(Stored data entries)
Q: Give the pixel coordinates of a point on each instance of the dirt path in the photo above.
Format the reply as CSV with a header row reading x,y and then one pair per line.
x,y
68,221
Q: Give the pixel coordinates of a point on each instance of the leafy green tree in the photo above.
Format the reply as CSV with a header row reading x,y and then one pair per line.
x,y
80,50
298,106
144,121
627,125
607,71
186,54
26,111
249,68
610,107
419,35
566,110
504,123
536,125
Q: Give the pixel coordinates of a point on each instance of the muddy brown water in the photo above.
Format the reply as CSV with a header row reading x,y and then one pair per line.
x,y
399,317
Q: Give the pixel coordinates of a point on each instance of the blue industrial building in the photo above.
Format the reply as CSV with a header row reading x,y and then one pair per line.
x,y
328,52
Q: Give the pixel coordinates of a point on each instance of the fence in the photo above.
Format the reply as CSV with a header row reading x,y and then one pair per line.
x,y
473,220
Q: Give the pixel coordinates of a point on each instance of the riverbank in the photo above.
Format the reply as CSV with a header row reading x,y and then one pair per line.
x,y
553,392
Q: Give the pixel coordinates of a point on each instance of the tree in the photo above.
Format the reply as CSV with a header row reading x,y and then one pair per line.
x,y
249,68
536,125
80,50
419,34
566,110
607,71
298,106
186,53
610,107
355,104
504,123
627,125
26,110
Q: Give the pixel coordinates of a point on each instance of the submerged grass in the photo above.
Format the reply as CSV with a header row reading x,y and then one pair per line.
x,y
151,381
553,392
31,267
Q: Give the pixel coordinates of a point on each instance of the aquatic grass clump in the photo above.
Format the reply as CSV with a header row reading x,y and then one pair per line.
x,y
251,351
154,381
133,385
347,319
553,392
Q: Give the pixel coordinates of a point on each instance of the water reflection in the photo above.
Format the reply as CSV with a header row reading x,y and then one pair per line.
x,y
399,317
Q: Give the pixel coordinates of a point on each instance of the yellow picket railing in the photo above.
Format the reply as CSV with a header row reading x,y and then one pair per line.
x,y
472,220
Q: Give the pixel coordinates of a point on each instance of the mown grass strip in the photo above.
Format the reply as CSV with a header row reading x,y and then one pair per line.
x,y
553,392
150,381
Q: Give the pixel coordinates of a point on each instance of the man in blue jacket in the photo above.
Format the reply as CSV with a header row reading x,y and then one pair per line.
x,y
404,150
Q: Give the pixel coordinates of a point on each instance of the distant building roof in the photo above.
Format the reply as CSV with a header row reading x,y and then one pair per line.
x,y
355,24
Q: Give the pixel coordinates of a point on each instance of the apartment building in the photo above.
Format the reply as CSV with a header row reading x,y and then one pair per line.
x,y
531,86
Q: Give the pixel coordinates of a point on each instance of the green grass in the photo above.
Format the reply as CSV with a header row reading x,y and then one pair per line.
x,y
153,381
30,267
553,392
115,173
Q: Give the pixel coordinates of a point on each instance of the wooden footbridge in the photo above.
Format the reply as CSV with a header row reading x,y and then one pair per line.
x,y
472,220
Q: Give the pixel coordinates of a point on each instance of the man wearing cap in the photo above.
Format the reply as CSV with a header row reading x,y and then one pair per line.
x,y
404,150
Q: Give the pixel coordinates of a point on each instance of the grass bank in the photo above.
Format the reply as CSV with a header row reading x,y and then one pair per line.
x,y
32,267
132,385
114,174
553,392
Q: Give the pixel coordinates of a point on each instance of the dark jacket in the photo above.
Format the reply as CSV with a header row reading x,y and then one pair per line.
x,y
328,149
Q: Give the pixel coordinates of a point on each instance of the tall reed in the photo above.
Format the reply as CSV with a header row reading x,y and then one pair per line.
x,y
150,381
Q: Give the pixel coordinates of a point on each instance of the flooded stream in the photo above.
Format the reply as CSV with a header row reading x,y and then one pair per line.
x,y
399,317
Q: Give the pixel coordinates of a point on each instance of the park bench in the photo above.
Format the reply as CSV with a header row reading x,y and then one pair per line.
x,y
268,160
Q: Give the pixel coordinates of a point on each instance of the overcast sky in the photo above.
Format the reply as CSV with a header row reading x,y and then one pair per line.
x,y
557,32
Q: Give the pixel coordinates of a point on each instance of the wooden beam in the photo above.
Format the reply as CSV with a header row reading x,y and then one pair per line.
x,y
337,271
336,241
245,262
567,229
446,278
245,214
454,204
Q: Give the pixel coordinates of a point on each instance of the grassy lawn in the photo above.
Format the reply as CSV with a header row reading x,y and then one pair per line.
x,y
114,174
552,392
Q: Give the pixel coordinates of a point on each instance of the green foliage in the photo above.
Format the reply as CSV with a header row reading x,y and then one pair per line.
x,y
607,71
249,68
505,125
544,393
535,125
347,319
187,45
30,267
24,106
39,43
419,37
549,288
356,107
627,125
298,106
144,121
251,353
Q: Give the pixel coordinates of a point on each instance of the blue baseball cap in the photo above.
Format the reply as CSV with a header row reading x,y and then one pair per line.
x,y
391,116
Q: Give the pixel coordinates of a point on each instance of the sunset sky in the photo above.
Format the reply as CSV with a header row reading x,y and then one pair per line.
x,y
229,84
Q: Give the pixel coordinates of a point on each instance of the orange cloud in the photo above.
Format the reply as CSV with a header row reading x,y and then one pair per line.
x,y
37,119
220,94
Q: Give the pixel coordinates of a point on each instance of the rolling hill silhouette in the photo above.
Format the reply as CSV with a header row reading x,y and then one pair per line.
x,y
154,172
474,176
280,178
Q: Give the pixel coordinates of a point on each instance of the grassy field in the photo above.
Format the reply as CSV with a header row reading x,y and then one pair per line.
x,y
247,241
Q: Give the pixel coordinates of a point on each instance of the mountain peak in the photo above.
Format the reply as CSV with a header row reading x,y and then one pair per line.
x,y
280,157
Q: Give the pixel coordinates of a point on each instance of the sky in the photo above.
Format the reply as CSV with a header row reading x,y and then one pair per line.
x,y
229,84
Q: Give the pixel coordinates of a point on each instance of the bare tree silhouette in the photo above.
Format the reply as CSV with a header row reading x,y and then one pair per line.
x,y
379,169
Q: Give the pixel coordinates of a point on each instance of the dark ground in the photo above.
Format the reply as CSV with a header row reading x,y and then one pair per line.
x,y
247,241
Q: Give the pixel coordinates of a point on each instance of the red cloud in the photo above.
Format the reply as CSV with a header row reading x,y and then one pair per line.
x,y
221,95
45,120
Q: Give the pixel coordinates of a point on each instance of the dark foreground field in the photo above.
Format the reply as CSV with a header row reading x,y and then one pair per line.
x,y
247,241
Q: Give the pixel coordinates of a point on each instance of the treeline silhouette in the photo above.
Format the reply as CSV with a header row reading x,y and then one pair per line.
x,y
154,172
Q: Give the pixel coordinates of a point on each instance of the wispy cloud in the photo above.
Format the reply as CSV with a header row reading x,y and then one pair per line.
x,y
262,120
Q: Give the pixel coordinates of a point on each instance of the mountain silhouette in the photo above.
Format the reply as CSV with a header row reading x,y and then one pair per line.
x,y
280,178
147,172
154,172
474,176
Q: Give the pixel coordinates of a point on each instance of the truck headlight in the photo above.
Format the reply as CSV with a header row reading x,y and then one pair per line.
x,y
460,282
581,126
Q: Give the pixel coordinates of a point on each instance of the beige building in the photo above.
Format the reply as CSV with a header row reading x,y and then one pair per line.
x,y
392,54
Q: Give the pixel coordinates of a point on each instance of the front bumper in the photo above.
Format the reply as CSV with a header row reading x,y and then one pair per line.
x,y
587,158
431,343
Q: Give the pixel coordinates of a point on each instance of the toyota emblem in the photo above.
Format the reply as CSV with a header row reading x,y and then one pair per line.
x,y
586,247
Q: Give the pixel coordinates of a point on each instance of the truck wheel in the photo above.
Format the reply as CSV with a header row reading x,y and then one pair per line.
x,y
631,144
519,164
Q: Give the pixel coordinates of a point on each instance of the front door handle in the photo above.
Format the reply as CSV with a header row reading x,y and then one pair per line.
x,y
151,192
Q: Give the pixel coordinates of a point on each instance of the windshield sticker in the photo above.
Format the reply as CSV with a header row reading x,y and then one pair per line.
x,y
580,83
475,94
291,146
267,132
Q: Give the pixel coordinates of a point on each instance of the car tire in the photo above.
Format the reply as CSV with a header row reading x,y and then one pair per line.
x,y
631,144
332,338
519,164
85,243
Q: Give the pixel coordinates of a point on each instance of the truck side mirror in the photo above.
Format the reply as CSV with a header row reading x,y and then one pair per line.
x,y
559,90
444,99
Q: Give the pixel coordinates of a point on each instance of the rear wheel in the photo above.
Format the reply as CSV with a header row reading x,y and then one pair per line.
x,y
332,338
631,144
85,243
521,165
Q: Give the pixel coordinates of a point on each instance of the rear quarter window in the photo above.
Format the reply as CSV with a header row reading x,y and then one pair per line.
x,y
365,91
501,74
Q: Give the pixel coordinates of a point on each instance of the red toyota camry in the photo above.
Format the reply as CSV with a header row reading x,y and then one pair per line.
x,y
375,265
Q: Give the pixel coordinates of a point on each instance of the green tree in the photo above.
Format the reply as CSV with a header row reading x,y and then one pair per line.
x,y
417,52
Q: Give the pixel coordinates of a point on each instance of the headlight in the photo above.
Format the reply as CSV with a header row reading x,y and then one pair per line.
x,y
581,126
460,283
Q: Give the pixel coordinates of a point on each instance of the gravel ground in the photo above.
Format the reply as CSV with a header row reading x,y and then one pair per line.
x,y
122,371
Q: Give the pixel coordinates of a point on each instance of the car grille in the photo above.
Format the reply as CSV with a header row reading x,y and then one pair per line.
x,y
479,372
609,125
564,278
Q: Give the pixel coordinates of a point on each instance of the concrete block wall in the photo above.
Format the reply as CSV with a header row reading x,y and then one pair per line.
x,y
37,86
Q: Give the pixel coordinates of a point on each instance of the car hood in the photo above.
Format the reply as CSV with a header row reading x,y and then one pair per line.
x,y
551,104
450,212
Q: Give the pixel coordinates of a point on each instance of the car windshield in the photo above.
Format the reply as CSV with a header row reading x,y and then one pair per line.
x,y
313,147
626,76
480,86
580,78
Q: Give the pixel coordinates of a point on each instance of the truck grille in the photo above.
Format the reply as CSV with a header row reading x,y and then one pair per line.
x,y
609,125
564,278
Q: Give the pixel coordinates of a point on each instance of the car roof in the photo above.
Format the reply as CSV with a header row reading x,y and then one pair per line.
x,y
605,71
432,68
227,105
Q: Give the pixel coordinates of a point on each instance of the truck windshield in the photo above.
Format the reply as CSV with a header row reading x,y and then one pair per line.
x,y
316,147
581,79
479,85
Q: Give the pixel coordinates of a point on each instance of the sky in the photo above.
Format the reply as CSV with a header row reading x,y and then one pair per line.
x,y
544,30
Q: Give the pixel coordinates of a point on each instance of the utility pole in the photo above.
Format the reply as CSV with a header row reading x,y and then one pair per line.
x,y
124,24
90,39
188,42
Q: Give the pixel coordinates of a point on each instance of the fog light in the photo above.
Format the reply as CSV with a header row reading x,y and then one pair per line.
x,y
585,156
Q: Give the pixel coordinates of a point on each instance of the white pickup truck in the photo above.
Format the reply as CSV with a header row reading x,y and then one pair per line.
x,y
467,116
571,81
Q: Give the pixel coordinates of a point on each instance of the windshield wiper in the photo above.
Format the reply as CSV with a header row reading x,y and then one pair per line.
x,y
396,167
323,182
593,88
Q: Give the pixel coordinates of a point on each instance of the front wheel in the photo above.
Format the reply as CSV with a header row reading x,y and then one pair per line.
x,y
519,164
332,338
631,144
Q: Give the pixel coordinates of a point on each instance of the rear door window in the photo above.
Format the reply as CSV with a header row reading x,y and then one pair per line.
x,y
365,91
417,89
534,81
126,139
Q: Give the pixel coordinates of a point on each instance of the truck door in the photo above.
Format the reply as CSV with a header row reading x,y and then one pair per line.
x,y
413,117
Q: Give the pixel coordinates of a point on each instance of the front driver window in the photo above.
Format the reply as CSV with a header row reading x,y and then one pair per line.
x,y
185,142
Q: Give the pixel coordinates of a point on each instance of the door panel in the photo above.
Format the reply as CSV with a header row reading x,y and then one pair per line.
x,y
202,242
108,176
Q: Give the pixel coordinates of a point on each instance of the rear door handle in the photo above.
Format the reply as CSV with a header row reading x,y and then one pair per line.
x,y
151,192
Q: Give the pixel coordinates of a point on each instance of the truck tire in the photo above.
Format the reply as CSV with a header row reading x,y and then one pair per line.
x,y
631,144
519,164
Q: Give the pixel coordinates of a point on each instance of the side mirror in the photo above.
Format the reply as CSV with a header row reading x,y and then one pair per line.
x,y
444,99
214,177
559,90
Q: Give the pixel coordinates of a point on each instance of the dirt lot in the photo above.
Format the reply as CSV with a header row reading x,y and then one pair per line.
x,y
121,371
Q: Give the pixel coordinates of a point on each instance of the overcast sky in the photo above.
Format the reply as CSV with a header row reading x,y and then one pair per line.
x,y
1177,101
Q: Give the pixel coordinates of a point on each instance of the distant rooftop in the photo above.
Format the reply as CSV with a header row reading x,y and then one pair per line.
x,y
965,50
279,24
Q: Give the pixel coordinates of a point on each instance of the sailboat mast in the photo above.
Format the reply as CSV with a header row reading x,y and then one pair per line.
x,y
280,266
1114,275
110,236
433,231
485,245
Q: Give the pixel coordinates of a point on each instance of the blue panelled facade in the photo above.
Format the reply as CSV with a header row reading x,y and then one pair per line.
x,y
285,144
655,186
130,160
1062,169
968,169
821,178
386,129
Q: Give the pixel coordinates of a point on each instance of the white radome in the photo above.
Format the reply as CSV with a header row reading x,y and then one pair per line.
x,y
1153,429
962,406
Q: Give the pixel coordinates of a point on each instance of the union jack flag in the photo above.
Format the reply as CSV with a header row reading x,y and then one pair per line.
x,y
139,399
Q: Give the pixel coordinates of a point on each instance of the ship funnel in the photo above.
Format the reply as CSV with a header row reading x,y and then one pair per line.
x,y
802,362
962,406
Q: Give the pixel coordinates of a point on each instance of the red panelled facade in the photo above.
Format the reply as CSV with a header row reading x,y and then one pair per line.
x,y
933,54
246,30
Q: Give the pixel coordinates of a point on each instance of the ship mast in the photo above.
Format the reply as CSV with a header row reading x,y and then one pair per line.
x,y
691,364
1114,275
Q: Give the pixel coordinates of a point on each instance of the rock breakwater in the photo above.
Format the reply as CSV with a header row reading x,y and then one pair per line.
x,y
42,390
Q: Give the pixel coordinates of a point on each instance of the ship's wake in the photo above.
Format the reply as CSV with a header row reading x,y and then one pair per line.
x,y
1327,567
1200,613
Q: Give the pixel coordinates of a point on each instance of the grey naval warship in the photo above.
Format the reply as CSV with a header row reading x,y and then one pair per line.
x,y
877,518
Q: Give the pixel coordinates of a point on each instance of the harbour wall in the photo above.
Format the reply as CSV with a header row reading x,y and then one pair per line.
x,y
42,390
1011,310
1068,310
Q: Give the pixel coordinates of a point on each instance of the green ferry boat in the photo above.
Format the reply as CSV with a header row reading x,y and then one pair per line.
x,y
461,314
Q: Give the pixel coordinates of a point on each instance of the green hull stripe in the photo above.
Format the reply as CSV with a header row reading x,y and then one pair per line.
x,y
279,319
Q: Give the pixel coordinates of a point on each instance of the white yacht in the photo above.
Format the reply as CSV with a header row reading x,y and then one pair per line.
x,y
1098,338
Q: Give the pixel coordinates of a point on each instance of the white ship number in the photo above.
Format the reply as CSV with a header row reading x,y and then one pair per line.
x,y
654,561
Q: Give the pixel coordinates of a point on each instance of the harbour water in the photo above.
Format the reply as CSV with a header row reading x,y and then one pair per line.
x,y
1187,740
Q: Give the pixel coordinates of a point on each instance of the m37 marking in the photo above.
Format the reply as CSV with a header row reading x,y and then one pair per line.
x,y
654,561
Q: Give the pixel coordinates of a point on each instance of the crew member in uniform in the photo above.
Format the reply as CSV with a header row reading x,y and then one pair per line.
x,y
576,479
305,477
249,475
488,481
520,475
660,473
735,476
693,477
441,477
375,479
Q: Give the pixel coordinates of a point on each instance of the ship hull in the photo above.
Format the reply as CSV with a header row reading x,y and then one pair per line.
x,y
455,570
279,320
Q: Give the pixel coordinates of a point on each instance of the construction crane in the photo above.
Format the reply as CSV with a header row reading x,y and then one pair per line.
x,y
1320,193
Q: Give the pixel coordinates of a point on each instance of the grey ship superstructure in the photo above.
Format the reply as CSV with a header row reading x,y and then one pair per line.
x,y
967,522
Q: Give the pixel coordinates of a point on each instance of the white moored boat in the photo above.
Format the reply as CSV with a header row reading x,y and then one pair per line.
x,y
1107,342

■ WORK ITEM
From the entries above, tally every line holding the string "tire". Give only the count.

■ EXERCISE OUTPUT
2